Items listed in a dataset
## begin

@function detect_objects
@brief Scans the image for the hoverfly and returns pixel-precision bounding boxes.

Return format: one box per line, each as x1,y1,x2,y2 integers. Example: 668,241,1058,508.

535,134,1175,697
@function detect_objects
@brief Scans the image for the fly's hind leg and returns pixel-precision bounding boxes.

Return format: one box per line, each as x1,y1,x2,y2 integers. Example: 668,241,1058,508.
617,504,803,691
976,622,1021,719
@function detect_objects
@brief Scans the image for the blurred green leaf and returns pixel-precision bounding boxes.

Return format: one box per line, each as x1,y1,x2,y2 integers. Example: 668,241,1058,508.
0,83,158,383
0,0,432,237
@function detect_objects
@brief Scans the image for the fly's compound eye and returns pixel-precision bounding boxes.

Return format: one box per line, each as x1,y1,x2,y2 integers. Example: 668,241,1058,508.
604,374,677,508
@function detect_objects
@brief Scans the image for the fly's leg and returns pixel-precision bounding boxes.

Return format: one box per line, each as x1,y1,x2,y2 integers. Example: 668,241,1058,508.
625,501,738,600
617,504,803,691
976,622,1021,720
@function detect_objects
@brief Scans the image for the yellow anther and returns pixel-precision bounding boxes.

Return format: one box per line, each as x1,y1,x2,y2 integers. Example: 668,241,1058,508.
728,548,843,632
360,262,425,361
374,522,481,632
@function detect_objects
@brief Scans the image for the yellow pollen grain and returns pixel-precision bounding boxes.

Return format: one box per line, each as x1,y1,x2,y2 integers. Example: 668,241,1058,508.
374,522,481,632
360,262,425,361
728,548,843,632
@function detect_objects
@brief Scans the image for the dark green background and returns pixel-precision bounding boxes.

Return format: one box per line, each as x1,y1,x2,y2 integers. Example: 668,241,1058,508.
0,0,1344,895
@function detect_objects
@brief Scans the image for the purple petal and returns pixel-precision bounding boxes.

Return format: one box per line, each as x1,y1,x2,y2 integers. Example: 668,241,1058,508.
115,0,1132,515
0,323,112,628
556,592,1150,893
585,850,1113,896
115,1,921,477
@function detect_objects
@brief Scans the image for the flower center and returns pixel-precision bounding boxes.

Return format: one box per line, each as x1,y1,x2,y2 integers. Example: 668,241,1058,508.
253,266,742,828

## end

## Exercise
Recast the lines above as a two-column CSV with the headers text and answer, one row per line. Put each line's text and its answer in separate quoted fields, and replace every line break inside them with a space.

## Task solution
text,answer
"@function detect_objects @brief Scans the image for the hoverfly and returns pixel-precision bounding boxes. Return format: one box per line, each as x1,y1,x2,y2 integers. Example: 668,241,1058,508.","535,134,1175,697"
"@function detect_objects @brief Scans the image for the fly's hind leg and returns pixel-precision bounding boxes. Return format: one box per line, each as x1,y1,x2,y2 integers. Example: 668,241,1058,508.","617,504,803,691 976,622,1021,719"
"@function detect_objects @brief Scans the image for the blurred green leaf and returns pixel-precision bounding boxes. Return format: one box per line, each as x1,y1,x2,y2 integers. Example: 668,241,1058,508.","0,83,158,383 0,0,432,237"
"@function detect_objects @brief Scans the image for the fly's compound eye and returns pixel-precision bounding boxes. Return format: one box per line, each as x1,y1,x2,y2 integers. Example: 668,241,1058,508.","604,374,677,508"
"@function detect_objects @brief Scans the image for the fly's leg and returns pixel-precision bounding boxes. Return format: one box per line, each as x1,y1,x2,y2 integers. Example: 668,241,1058,508.","625,501,738,600 617,504,803,691 976,622,1021,720"
"@function detect_objects @brief Scans the image for the yellow anther and returns pixel-precision bounding boxes. Return format: one box per line, each as x1,y1,x2,y2 integers. Example: 668,241,1058,508.","728,548,843,632 360,262,425,361 374,522,481,632"
"@function detect_objects @brief Scans the image for the yellow pollen grain and returns pixel-precision bounding boxes. Return format: one box per line, each as x1,y1,x2,y2 integers. Example: 668,241,1058,508.","374,522,481,632 360,262,425,361 728,548,843,632"
"@function detect_objects @brief Scans the image for the dark green background and returns pixel-precision bounding boxes. Return format: one box per line, each as x1,y1,x2,y2 integers. Example: 668,241,1058,508.","0,0,1344,895"
"@function detect_objects @brief Scans the image for the purple petal and returns pixel-precision bounding boxes. Return format: one box per line, each as x1,y1,x2,y2 integers. Example: 668,241,1058,508.","115,0,1132,515 0,323,112,628 556,592,1150,893 585,850,1113,896 115,1,921,477"
"@function detect_objects @brief Scans the image for the flower center and returns pixel-precision bounding boxes. Return format: one box per line, each as x1,y1,x2,y2 integers. Example: 668,241,1058,508.","253,266,742,828"